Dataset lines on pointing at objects

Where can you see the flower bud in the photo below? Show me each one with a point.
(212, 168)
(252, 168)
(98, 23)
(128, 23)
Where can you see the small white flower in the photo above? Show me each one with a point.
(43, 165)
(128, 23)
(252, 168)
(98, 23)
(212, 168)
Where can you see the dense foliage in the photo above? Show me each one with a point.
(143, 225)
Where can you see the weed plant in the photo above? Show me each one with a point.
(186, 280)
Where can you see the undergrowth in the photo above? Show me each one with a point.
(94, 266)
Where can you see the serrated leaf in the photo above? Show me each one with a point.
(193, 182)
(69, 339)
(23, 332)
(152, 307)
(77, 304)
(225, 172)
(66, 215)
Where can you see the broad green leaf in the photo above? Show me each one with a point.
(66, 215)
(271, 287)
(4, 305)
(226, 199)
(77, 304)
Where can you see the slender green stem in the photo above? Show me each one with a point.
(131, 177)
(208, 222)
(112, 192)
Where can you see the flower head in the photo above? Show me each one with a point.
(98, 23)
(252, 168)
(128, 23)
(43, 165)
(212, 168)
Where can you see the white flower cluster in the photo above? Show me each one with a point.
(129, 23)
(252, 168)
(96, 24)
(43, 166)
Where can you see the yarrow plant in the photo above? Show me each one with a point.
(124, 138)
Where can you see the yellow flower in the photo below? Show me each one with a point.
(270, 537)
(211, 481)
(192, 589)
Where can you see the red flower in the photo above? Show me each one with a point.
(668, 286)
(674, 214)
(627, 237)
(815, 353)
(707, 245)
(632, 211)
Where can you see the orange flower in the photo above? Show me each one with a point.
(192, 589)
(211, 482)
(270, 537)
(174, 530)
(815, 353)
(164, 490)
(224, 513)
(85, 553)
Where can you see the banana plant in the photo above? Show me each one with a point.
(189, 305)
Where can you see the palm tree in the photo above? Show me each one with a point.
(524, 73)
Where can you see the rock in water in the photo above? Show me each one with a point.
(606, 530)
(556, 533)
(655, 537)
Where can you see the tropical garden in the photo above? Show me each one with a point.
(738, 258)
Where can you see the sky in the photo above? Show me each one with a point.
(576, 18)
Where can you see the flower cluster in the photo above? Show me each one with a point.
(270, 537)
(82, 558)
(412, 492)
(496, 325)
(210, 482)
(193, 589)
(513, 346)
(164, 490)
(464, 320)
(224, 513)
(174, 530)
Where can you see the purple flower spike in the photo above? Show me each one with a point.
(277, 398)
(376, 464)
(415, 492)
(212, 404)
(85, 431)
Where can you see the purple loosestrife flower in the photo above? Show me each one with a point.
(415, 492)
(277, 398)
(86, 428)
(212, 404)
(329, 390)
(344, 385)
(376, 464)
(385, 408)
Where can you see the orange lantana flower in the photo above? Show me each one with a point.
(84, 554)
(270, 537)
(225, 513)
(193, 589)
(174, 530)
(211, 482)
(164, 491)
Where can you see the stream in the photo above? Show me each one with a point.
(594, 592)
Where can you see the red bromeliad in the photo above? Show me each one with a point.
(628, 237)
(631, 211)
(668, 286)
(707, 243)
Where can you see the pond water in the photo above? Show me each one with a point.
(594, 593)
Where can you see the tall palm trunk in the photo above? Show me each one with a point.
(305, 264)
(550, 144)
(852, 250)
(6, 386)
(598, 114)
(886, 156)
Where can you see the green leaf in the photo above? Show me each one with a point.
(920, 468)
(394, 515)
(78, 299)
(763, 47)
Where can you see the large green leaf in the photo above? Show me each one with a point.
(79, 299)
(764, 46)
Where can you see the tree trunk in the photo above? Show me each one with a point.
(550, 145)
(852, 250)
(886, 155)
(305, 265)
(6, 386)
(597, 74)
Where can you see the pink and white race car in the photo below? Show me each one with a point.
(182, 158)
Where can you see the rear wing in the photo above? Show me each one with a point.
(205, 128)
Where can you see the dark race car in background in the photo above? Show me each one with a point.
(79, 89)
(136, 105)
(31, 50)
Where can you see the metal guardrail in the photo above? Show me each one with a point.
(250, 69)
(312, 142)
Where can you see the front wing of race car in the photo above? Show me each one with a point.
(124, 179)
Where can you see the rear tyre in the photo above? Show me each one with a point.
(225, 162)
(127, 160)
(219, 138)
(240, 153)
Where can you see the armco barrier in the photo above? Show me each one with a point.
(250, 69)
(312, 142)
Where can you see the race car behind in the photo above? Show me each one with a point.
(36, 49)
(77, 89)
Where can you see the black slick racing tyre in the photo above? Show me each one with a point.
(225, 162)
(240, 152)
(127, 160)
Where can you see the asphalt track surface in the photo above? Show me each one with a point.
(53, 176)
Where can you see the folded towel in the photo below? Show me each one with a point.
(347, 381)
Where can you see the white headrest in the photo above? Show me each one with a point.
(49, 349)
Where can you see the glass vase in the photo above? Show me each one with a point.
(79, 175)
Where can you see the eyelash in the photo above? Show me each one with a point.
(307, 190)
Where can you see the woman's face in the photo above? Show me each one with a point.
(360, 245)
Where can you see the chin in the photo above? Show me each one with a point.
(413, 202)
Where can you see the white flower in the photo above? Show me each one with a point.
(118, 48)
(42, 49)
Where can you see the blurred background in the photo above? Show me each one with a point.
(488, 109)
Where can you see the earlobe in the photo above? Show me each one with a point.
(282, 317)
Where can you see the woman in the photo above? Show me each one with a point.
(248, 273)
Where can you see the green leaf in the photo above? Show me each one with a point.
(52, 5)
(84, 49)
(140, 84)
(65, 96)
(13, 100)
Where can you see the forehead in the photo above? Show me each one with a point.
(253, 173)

• TASK REQUIREMENTS:
Format the lines from the one containing "Where can you see the white flower in" through the end of the lines as a Markdown table with the columns Row and Line, numbering each row and omitting blank lines.

• EXPECTED ANSWER:
| Row | Line |
|---|---|
| 1 | Where can you see the white flower in the photo above? Show me each one with a point. |
| 2 | (118, 48) |
| 3 | (42, 49) |
| 4 | Where can you see the blurred background in the photo above? Show me each one with a point. |
| 5 | (488, 109) |
| 6 | Where can you see the earlobe in the photo above? Show me each one with a point. |
| 7 | (282, 317) |
| 8 | Where can you see the woman in the photo above? Show me each one with a point. |
| 9 | (248, 273) |
| 10 | Where can you see the green leaf in the photo above? Show me each one with a point. |
| 11 | (52, 5) |
| 12 | (84, 49) |
| 13 | (140, 84) |
| 14 | (65, 96) |
| 15 | (13, 100) |
| 16 | Where can you see the forehead in the photo above? Show me each one with a point. |
| 17 | (253, 173) |